• _Problem requirements_: Present every line of the following entries as a numbered list, omitting any blank lines.

• _The data_:
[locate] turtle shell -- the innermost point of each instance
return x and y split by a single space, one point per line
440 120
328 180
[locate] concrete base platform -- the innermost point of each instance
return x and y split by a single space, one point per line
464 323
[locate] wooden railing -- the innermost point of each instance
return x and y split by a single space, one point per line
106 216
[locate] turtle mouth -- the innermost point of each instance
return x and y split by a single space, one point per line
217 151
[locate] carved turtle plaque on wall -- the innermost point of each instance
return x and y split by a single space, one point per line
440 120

• _Output of the task_:
1. [locate] turtle shell -- the innermost point of each instance
2. return x and y split by a single space, one point per line
3. 440 120
4. 328 180
5. [locate] concrete base platform -- the innermost point of each instance
6. return x and y split by a single space, one point per line
7. 464 323
8. [locate] wooden railing -- the innermost point of each instance
9. return x and y split by a single space, one point per line
10. 106 216
11. [locate] turtle mouth -- the innermost point of each instance
12. return x and y split by a single space, one point per line
13. 217 151
14. [locate] carved turtle plaque on wall -- the innermost point of each instance
15. return x and y split by a single space, one point per line
16. 440 120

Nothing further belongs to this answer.